§ **DATA UNDER STUDY**
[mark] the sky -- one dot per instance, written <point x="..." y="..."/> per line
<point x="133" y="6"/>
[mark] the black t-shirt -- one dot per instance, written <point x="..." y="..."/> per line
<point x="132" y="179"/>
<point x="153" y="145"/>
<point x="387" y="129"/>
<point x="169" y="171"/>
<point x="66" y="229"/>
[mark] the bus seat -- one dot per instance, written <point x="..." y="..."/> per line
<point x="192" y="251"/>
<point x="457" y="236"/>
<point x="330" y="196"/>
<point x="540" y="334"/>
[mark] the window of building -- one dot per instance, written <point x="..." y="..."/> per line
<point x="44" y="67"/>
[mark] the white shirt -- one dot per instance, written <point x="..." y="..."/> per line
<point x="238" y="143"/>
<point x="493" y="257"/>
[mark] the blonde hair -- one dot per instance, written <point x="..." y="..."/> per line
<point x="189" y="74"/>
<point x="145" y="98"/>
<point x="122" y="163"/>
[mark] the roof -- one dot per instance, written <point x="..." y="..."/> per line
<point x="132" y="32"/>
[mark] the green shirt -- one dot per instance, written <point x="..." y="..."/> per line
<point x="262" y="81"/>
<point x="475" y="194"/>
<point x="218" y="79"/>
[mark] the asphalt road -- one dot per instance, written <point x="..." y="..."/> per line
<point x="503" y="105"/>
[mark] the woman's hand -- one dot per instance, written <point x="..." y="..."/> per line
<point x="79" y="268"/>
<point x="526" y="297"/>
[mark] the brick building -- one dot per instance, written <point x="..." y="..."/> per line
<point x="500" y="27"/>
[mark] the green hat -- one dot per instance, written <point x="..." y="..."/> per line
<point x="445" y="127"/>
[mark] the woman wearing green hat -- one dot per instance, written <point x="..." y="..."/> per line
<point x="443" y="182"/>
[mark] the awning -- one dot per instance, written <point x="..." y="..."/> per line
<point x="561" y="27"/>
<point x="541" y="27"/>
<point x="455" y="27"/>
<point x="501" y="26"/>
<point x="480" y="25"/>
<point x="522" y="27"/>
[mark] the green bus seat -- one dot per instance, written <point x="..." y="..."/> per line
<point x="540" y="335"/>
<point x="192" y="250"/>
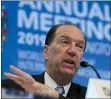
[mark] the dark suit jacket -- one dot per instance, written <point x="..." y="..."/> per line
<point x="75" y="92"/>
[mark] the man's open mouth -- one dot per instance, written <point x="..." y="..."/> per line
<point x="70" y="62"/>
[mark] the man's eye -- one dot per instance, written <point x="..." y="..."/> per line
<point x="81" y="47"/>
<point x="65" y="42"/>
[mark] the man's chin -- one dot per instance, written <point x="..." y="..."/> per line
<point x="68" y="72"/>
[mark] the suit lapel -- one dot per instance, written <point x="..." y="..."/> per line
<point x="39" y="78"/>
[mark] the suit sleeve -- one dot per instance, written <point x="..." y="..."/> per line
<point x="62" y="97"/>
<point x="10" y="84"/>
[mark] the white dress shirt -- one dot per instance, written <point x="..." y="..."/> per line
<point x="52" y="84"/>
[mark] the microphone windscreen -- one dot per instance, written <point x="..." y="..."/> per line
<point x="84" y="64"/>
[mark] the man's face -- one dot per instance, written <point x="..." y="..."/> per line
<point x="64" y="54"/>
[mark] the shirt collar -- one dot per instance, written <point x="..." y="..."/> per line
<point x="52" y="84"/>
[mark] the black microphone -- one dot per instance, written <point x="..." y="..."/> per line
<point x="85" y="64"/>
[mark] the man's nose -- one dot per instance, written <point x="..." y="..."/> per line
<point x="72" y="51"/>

---

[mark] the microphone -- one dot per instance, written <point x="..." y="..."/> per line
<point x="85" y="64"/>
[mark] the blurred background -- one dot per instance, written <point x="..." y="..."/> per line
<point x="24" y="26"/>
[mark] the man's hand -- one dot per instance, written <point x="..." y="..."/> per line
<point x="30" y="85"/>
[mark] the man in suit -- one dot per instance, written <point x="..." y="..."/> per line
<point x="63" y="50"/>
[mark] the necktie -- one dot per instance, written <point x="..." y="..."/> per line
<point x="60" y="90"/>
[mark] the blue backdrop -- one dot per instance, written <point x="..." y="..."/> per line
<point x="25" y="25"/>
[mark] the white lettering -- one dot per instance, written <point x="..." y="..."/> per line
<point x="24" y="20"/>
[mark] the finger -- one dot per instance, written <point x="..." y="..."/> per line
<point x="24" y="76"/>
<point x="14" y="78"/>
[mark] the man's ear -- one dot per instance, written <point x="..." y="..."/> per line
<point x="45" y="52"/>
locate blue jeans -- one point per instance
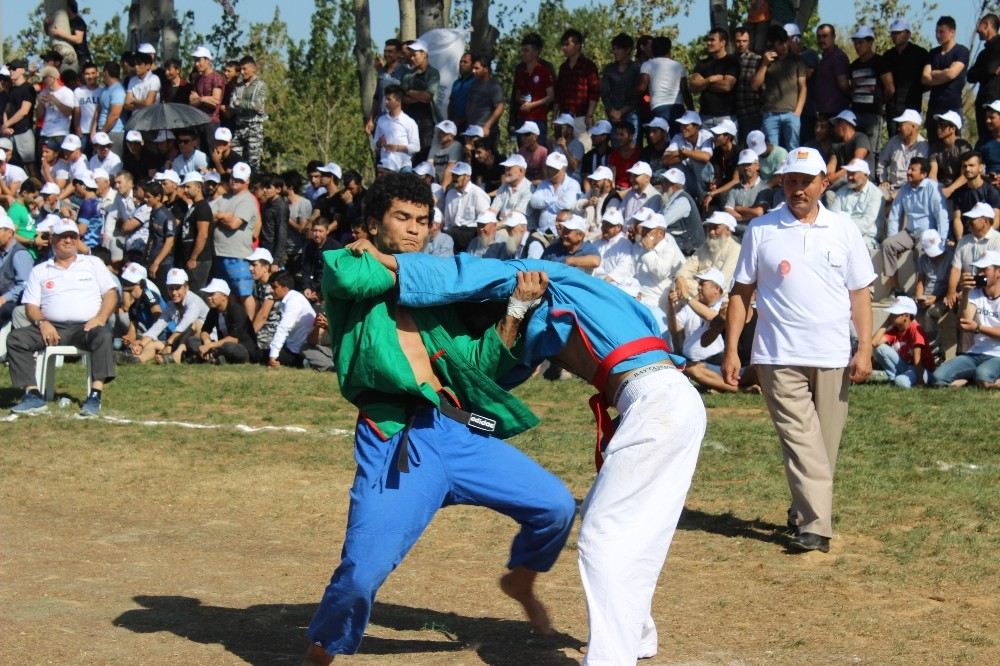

...

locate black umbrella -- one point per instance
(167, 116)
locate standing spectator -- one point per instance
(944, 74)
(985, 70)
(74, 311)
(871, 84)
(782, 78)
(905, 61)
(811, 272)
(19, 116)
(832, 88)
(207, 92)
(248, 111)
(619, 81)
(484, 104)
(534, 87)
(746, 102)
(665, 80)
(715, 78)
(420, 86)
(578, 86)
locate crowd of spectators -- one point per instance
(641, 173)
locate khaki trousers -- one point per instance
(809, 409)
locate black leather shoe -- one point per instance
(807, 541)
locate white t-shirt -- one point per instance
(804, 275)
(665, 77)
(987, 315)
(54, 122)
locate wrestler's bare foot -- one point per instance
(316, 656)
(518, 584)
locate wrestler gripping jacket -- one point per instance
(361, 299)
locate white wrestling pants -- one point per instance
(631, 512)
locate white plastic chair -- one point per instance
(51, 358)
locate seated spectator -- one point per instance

§ **EXERCISE DIRECTIONS**
Please write out, exactly as they appear above, only the lines in the stretch from the line with "[mark] the man's ear" through the line with "locate blue jeans -- one point per instance".

§ **RESPONSE TO THIS TASK**
[mark] the man's ear -- one dot per instance, written <point x="..." y="..."/> per line
<point x="45" y="52"/>
locate blue jeans -- one point per instance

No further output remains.